**Work request:**
Please write out all of the entries exactly as they appear.

**Material provided:**
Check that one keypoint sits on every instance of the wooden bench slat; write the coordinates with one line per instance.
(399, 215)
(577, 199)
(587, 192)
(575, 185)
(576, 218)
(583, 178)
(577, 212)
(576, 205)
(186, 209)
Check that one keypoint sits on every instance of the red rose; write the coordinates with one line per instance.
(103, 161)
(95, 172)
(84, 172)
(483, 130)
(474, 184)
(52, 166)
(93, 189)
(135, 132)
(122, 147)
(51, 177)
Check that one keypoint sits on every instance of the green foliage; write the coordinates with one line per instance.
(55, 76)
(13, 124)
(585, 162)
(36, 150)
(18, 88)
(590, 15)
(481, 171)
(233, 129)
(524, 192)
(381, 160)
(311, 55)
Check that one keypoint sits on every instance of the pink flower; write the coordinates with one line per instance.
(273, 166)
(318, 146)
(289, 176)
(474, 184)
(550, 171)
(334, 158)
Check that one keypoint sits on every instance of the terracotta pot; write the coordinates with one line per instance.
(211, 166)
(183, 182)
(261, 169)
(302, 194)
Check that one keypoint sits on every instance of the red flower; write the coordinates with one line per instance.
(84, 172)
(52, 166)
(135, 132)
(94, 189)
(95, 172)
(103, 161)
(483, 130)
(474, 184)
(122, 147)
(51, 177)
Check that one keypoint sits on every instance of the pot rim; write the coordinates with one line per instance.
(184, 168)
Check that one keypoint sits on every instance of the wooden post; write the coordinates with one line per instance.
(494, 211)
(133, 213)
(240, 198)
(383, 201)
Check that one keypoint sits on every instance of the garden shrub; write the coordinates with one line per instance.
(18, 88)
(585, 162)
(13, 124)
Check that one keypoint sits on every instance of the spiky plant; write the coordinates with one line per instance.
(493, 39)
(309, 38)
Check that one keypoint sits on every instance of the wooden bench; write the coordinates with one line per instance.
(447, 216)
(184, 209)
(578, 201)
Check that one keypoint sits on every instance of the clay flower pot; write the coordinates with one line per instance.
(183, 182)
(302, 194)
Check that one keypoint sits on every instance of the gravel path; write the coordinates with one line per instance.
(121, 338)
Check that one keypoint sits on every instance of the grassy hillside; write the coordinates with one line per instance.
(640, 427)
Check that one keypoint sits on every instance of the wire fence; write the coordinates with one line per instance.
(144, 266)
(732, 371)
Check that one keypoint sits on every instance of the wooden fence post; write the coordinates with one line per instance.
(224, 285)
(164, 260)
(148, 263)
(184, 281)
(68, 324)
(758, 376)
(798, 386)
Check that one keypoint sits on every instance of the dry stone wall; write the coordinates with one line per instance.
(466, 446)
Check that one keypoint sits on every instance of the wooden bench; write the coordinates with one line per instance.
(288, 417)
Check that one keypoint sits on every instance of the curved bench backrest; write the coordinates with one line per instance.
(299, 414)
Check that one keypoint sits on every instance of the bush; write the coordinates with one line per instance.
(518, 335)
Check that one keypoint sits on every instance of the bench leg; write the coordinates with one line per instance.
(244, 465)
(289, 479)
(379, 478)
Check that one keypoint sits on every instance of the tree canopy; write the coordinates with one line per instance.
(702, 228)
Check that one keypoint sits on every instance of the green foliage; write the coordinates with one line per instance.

**Answer to this exercise:**
Check that one keypoint sits on every instance of the wooden bench slat; write the coordinates with one line per instance.
(399, 215)
(577, 199)
(587, 192)
(575, 185)
(576, 218)
(583, 178)
(577, 212)
(576, 205)
(186, 209)
Check that one keypoint sits on every instance of the red rose; write the coordinates with one line per instance.
(103, 161)
(95, 172)
(84, 172)
(483, 130)
(474, 184)
(52, 166)
(93, 189)
(135, 132)
(122, 147)
(51, 177)
Check that one keypoint sits on every instance of the green foliage; write the coordinates with one line per instance.
(55, 76)
(13, 124)
(585, 162)
(36, 150)
(18, 88)
(590, 15)
(481, 171)
(233, 129)
(524, 192)
(381, 160)
(311, 55)
Check that one keypoint sits on every instance of the pink flower; write the coordinates with one line per instance.
(273, 166)
(318, 146)
(289, 176)
(474, 184)
(550, 171)
(334, 158)
Check that one keypoint sits on every instance of the terracotta pot; write the coordinates with one line per instance.
(211, 166)
(183, 182)
(261, 169)
(302, 194)
Check that one keypoint sits on every instance of the red flower; write the coordinates with one line per instance.
(84, 172)
(52, 166)
(135, 132)
(94, 189)
(95, 172)
(103, 161)
(483, 130)
(474, 184)
(122, 147)
(51, 177)
Check that one keypoint sits on every instance of the pot rim; write the coordinates with one line per instance.
(184, 168)
Check that one keypoint sits on every instance of the wooden post; write the coordinates with one line per instance.
(494, 211)
(133, 213)
(240, 198)
(383, 201)
Check that one keypoint sits on every instance of the garden shrub; write the coordinates with one line per instance.
(18, 88)
(585, 162)
(13, 124)
Check that one keypoint sits on every instance of the spiky plant; write the coordinates with one line per instance.
(493, 39)
(309, 38)
Check that one keypoint sits on every instance of the wooden bench; write the coordinates with one line per instance.
(447, 216)
(184, 209)
(578, 201)
Check that one keypoint sits on every instance of the clay flower pot; write the coordinates with one line per instance.
(183, 182)
(302, 194)
Check that one keypoint sits on every instance of the gravel path; write the coordinates with one line per instance.
(121, 338)
Check that one keypoint sits on every instance of the grassy hillside; write the coordinates with one line per instance.
(640, 427)
Check that one keypoint sits on every instance of the wire fence; write the coordinates with one line per instance.
(144, 266)
(732, 371)
Check that one keypoint sits on every instance of the wooden fence post; write the coordinates with one line per instance.
(224, 285)
(164, 260)
(148, 263)
(184, 281)
(68, 324)
(758, 376)
(798, 386)
Check that one keypoint sits on every instance of the dry stone wall; write the coordinates with one line per instance.
(466, 446)
Check that one keypoint sits on every instance of the wooden bench; write the coordinates with one line per instance.
(288, 417)
Check that one keypoint sits on every instance of the curved bench backrest; write the coordinates with one line per instance.
(299, 414)
Check that one keypoint sits on every instance of the bush; write the coordinates with one line per instance.
(518, 335)
Check that one keypoint sits on every instance of the bench leg; write the coordinates with one line per instance.
(244, 465)
(289, 479)
(379, 478)
Check that one keypoint sits on every instance of the tree canopy; write the coordinates with one line per instance.
(702, 228)
Check that one keypoint sits on every instance of the green foliage; write the coordinates with one line per instance.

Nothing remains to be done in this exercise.